PROBLEM DETAILS: Here are some entries. Print them exactly as they are.

MATERIAL FOR THE TASK:
--------------------------------------------------
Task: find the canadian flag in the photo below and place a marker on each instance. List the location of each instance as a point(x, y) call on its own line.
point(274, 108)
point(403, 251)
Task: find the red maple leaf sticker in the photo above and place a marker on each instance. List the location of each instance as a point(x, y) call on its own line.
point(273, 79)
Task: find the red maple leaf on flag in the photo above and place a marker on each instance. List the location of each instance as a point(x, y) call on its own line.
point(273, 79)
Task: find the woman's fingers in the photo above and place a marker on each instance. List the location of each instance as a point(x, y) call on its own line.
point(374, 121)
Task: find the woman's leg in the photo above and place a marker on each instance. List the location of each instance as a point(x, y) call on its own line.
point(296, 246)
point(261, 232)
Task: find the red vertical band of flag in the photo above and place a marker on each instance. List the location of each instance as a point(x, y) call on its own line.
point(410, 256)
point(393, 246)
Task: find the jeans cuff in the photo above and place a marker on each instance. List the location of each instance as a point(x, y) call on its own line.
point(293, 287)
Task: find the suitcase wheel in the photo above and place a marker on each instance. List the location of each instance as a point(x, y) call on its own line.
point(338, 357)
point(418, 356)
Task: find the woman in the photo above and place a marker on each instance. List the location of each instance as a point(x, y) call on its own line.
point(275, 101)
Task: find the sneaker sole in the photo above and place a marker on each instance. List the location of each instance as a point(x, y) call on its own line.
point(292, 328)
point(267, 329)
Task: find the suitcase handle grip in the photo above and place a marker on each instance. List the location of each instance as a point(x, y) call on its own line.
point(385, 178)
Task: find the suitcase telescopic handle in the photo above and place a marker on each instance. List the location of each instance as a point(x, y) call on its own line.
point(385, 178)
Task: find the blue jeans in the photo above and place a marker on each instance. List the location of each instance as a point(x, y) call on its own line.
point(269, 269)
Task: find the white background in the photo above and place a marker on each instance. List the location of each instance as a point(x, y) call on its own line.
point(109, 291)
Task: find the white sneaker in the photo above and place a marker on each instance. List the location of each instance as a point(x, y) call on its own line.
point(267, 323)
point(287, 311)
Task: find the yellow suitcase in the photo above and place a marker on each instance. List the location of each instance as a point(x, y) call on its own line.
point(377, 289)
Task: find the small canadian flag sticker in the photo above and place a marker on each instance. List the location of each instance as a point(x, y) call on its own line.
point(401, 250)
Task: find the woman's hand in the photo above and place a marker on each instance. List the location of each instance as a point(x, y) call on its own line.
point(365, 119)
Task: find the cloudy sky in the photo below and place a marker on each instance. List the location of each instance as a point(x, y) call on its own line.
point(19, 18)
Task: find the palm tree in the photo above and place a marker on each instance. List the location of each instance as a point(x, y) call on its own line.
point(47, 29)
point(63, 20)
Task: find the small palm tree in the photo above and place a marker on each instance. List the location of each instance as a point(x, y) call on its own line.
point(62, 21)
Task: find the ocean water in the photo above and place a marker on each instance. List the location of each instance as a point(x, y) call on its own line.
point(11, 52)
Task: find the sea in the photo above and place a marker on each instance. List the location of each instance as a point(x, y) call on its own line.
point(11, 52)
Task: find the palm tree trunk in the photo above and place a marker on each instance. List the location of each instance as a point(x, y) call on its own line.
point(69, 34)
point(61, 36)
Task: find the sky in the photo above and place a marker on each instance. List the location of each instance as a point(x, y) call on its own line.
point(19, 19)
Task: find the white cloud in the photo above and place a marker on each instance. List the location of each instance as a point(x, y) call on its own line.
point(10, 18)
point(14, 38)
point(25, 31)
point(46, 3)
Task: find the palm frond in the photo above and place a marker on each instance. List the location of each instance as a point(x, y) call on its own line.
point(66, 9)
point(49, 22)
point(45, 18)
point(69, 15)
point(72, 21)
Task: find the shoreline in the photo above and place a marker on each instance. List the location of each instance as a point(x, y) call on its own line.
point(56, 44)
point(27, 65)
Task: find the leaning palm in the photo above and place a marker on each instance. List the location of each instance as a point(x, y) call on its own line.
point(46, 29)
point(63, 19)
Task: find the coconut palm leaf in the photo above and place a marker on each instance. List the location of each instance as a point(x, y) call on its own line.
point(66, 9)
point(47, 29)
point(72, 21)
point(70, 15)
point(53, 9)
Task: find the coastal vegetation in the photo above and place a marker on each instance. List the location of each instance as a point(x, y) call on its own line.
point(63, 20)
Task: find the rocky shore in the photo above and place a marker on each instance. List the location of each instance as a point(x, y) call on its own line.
--------------------------------------------------
RESPONSE:
Task: find the canadian flag in the photo below and place a marker on each instance. List the location of each instance as a point(x, y) call on its own line.
point(274, 108)
point(403, 251)
Task: find the red maple leaf sticker in the photo above and place a marker on each instance. List the location of each instance as a point(x, y) call on its own line.
point(273, 79)
Task: find the red maple leaf on flag in the photo above and place a marker on each instance. List the location of each instance as a point(x, y) call on its own line.
point(273, 79)
Task: find the woman's fingers in the photo above and place a marker on each instance. List the location of each instance as a point(x, y) call on its own line.
point(374, 121)
Task: find the woman's leg in the photo above and place a marker on each instance. List the location of each instance as a point(x, y) call on its own line.
point(296, 246)
point(261, 232)
Task: find the red vertical band of flag in the photo above and place a marker on each instance. List the location of each instance as a point(x, y) call on its own line.
point(410, 256)
point(393, 246)
Task: find the jeans cuff in the photo above and place a marker on each instance. List the location of each instance as a point(x, y) call on its own line.
point(293, 287)
Task: find the suitcase wheel in the photo above and place a marker on each instance. List the location of each instance as a point(x, y) call on its own line.
point(338, 357)
point(418, 356)
Task: find the woman in the photo above and place a marker on each instance. List the location of each instance as a point(x, y) call on its own line.
point(275, 101)
Task: find the sneaker sole in the photo above and place a marker on each instance. List the location of each instance as a point(x, y) call on its own line.
point(292, 328)
point(267, 329)
Task: find the suitcase handle grip in the photo above and place a marker on each instance. List the location of each instance as a point(x, y) call on its own line.
point(385, 178)
Task: find the suitcase telescopic handle in the photo above and place a marker on each instance. List the location of each instance as a point(x, y) call on its own line.
point(385, 178)
Task: find the blue jeans in the photo above and place a marker on each instance. List the location of each instance as a point(x, y) call on its own line.
point(269, 269)
Task: find the white background in the photo above and place a marker on each instance. List the location of each instance as a point(x, y) call on its own line.
point(109, 291)
Task: find the white sneaker in the photo above and place a marker on each instance. List the location of each instance as a point(x, y) call on its own line.
point(267, 323)
point(287, 311)
Task: find the yellow suitcase in the photo above and place a marker on each instance. List the location of each instance as a point(x, y) call on its own line.
point(377, 289)
Task: find the small canadian flag sticker in the photo above and place a marker on each instance. List the location of each instance as a point(x, y) call on its own line.
point(401, 250)
Task: find the woman's hand in the photo above and place a marker on each instance. List the location of each instance as a point(x, y) call on its own line.
point(365, 119)
Task: find the cloudy sky in the photo below and place a marker on each instance. List the location of each instance as a point(x, y) call on its own line.
point(19, 18)
Task: find the palm tree in the photo above and place a marker on each instance. List the location of each instance as a point(x, y) call on its own line.
point(47, 29)
point(63, 20)
Task: find the small palm tree in the photo above and place a marker on each instance. List the location of each instance as a point(x, y) call on its own line.
point(62, 21)
Task: find the ocean water in the photo above and place a marker on each instance. List the location of each instance as a point(x, y) call on its own line.
point(11, 52)
Task: find the sea in the photo above and place a marker on each instance. List the location of each instance as a point(x, y) call on its own line.
point(11, 52)
Task: find the palm tree trunk in the photo above and place a marker on each instance. List the location of each instance as a point(x, y) call on its own line.
point(69, 34)
point(61, 36)
Task: find the sky in the photo above and place a marker on each instance. List the location of each instance as a point(x, y) call on its own line.
point(19, 19)
Task: find the white cloud in the photo above and place a marker on each instance. List the location of each instance as a point(x, y) call on its own line.
point(10, 18)
point(14, 38)
point(25, 31)
point(46, 3)
Task: find the palm frond in the photo above and place a marker on each instance. List the location of each instance as a point(x, y) call on its own line.
point(66, 9)
point(49, 22)
point(45, 18)
point(69, 15)
point(72, 21)
Task: find the shoreline in the photo above and place a marker on each instance. List the location of each instance as a point(x, y) call on its own line.
point(56, 44)
point(27, 65)
Task: find the leaning palm in the photo above and place a marker on each instance. List the location of each instance as a point(x, y) call on its own line.
point(46, 29)
point(63, 19)
Task: find the coconut palm leaf in the photo above and place a marker on each instance. List the location of each instance as a point(x, y) call on its own line.
point(66, 9)
point(47, 29)
point(72, 21)
point(70, 15)
point(53, 9)
Task: find the coastal vegetation in the photo above and place a marker on each instance. List the location of each instance as a point(x, y) call on its own line.
point(63, 20)
Task: find the rocky shore in the photo above and place a marker on each instance. List the location of each instance as a point(x, y) call on its own line.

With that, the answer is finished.